→ **Aim of the task**
Transcribe the entries below with complete accuracy, excluding the pictures.

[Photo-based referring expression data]
========================
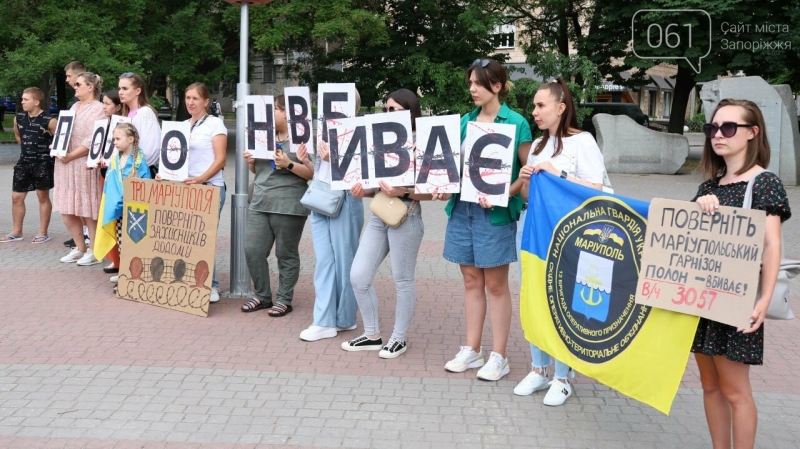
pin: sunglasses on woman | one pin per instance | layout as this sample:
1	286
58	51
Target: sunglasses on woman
728	129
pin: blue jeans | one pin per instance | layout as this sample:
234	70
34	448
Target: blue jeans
335	244
539	358
214	281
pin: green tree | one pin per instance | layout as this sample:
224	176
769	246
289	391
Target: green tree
601	32
422	45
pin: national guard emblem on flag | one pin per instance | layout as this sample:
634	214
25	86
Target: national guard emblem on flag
136	226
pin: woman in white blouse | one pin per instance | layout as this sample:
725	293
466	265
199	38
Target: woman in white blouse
565	151
136	106
208	144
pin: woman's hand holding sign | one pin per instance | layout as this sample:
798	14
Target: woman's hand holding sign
709	204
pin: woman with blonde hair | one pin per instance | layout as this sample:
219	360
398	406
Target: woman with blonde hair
76	194
136	106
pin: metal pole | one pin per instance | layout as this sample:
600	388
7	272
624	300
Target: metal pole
240	277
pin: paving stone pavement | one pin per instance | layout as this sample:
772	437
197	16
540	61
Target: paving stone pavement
80	368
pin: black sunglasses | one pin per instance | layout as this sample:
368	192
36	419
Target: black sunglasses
728	129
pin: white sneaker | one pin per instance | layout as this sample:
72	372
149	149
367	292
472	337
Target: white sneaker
393	349
73	256
465	359
531	383
558	393
495	368
88	259
314	333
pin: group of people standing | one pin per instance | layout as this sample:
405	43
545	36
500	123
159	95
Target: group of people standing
90	200
483	240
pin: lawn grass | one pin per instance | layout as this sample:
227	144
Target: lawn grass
8	126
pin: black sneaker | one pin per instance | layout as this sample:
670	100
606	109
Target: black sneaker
393	349
362	343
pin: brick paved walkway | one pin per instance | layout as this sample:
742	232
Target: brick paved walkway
80	368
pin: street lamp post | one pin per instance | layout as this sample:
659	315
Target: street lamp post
240	277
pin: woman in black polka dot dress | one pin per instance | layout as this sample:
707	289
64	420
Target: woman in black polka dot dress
736	150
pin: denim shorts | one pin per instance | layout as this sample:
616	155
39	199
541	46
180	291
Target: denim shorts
471	239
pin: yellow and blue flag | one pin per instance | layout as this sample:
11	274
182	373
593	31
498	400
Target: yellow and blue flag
581	252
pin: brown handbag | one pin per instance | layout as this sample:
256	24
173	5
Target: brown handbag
391	210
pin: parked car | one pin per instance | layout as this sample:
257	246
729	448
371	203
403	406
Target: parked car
630	109
162	106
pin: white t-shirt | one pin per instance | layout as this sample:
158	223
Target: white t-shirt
580	157
146	123
201	152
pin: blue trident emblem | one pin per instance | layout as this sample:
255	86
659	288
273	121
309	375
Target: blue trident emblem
137	224
592	294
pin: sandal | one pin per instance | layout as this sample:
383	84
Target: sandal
279	309
10	238
255	304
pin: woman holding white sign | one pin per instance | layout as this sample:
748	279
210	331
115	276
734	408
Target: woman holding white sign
76	194
736	151
276	217
401	244
480	237
208	145
335	244
565	151
136	106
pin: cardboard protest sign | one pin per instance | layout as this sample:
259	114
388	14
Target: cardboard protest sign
261	126
173	163
109	145
298	113
438	164
391	148
703	265
66	121
168	240
98	142
348	158
334	101
490	149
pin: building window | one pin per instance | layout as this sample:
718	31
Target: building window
504	36
651	109
270	73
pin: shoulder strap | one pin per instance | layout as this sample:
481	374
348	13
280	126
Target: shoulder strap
748	194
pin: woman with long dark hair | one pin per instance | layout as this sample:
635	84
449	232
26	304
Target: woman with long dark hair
401	244
480	238
736	151
565	151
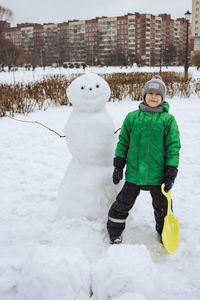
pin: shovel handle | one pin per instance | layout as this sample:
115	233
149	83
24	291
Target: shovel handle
168	196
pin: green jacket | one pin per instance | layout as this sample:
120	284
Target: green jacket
149	141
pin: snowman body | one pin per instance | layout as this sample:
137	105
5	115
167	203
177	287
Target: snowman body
87	189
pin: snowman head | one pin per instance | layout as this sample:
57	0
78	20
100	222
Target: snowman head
88	92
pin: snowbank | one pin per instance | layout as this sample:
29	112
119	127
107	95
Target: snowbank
124	269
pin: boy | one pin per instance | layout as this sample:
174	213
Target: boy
149	146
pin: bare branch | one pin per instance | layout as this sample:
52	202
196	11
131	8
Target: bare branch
35	122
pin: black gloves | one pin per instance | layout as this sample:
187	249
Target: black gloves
169	177
119	164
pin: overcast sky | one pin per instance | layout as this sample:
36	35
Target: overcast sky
56	11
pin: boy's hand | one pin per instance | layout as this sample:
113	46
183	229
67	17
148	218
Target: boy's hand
117	175
168	186
169	177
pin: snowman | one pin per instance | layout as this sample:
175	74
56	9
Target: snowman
87	189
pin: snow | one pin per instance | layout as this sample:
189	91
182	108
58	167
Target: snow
47	256
90	139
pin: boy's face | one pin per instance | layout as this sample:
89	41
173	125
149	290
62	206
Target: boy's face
153	99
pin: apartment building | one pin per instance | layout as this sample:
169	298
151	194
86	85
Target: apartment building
195	26
144	39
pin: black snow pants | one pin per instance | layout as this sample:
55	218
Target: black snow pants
124	202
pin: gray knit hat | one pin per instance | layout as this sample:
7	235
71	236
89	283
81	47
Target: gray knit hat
154	85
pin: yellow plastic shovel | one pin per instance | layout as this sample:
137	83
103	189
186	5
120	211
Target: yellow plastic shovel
170	233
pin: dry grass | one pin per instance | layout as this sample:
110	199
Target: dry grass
25	98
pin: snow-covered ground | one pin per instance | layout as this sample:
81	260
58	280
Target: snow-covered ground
45	256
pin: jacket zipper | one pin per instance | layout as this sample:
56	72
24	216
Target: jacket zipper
148	148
========================
→ **Reply to the task**
pin: sunglasses on woman | one pin per instance | layout as this sample:
1	286
58	51
Target: sunglasses on woman
728	129
pin: blue jeans | one pin per instance | layout as this sample:
234	70
34	448
Target: blue jeans
335	244
539	358
214	281
pin: green tree | one pin per instance | layout as this sample:
224	176
769	246
289	391
Target: green tree
601	32
422	45
pin: national guard emblem on flag | one pin per instance | layout as this sample:
634	214
25	86
Target: national guard emblem on flag
136	226
pin: woman in white blouse | one pin per instance | layout as this sample:
725	293
466	265
199	38
Target: woman in white blouse
565	151
136	106
208	144
pin: woman's hand holding sign | one pin per instance | layout as this sample:
798	14
Target: woman's hand holding sign
709	204
pin: woman with blonde hair | one pin per instance | layout as this sample:
219	360
398	406
Target: woman with blonde hair
76	194
136	106
pin: metal pole | one pin per instance | layout as this sample:
600	388
7	272
624	300
Target: metal pole
240	277
pin: paving stone pavement | one pin per instance | layout as this sample:
772	437
197	16
540	61
Target: paving stone pavement
80	368
pin: black sunglasses | one pin per instance | layout as this sample:
368	192
36	419
Target: black sunglasses
728	129
pin: white sneaker | one pin per instance | layout as this sample:
72	372
149	149
367	292
472	337
Target: white sneaker
393	349
73	256
465	359
531	383
558	393
495	368
88	259
314	333
pin: group of people standing | one pin per instance | layout as this sample:
405	43
545	36
500	123
159	95
Target: group of people standing
90	200
483	240
pin: lawn grass | one pin per instance | layout as this sample:
227	144
Target: lawn grass
8	126
pin: black sneaker | one pin per instance | layout as this sample:
670	100
606	109
Target: black sneaker
393	349
362	343
pin: brick paved walkway | one pin per instance | layout as this sample:
742	232
Target: brick paved walkway
80	368
pin: street lamp post | one pin per instance | layout as this sample:
659	315
Target: street lamp post
240	277
pin: woman in black polka dot dress | one pin per instance | layout as this sample:
707	289
64	420
Target: woman in black polka dot dress
736	150
pin: denim shorts | one pin per instance | layout as this sample:
616	155
39	199
541	46
180	291
Target: denim shorts
471	239
pin: yellow and blue flag | one pin per instance | layout as this sample:
11	274
182	373
593	31
498	400
Target: yellow and blue flag
581	252
pin: brown handbag | one pin per instance | layout as this sample:
256	24
173	5
Target: brown handbag
391	210
pin: parked car | one pin per instance | layout as this sample:
257	246
729	448
371	203
403	406
Target: parked car
630	109
162	106
pin: white t-shirt | one pin per instance | layout as this sample:
158	223
Target: white t-shirt
580	157
146	123
201	152
pin: blue trident emblem | one pin per instance | layout as this sample:
255	86
659	288
273	121
309	375
Target: blue trident emblem
137	224
592	294
pin: sandal | one pin per instance | layout as this sample:
383	84
Target: sandal
279	309
10	238
255	304
pin: woman holding white sign | one pin per instance | layout as this sample:
748	279
210	331
115	276
734	408
Target: woman holding white sign
76	194
736	151
276	217
401	244
480	237
208	145
335	244
565	151
136	106
pin: cardboard protest sign | one pin per instance | layout as this sample:
259	114
388	14
Target: cardboard protest sign
261	126
173	163
109	145
298	113
438	164
391	148
703	265
66	121
168	240
98	142
348	158
334	101
490	149
pin: building window | one pin per instance | layout as this sample:
718	31
Target: building window
504	36
651	109
270	73
pin: shoulder strap | one pin per instance | layout as this sample:
481	374
348	13
280	126
Target: shoulder strap
748	194
pin: woman with long dark hair | one pin per instance | layout as this sample:
635	84
449	232
26	304
Target: woman with long dark hair
401	244
480	238
736	151
565	151
pin: shovel handle | one pin per instance | layout as this sample:
115	233
149	83
24	291
Target: shovel handle
168	196
pin: green jacket | one pin per instance | layout as this sample:
120	284
Target: green jacket
149	141
pin: snowman body | one pin per instance | layout as this sample:
137	105
5	115
167	203
177	287
Target: snowman body
87	189
pin: snowman head | one pin per instance | layout as this sample:
57	0
78	20
100	222
Target: snowman head
88	92
pin: snowbank | one pin per instance | layout as this sample:
29	112
119	127
107	95
Target: snowbank
124	269
pin: boy | one pin per instance | layout as this sample:
174	213
Target: boy
149	146
pin: bare branch | one pin per instance | layout as this sample:
52	202
196	11
131	8
Target: bare branch
35	122
pin: black gloves | one pin per instance | layout as this sample:
187	249
Target: black gloves
169	177
119	164
pin: overcast sky | one pin per instance | layout as this sample:
36	35
Target: overcast sky
56	11
pin: boy's hand | one pin per instance | layout as this sample:
113	46
183	229
67	17
148	218
Target: boy's hand
117	175
168	186
169	177
pin: snowman | one pin per instance | layout as this sample:
175	74
56	9
Target: snowman
87	189
pin: snow | one pin per instance | layout as this sample:
189	91
182	108
58	167
Target: snow
47	256
90	139
pin: boy's face | one pin per instance | layout as this sample:
89	41
173	125
149	290
62	206
Target: boy's face
153	99
pin: apartment building | one pin per instance | layout as this sample:
169	298
151	194
86	85
Target: apartment building
195	26
144	39
pin: black snow pants | one pin per instance | layout as this sample:
55	218
Target: black snow pants
124	202
pin: gray knit hat | one pin per instance | layout as this sample:
7	235
71	236
89	283
81	47
Target: gray knit hat
154	85
pin: yellow plastic shovel | one pin per instance | layout as this sample:
137	83
103	189
186	5
120	211
Target: yellow plastic shovel
170	233
pin: dry grass | one pin per instance | layout as this sample:
110	199
Target: dry grass
25	98
pin: snow-covered ground | one pin per instance | layout as this sample:
81	260
58	280
Target: snow-covered ground
45	256
pin: jacket zipper | one pin per instance | layout as this sample:
56	72
24	216
Target: jacket zipper
148	148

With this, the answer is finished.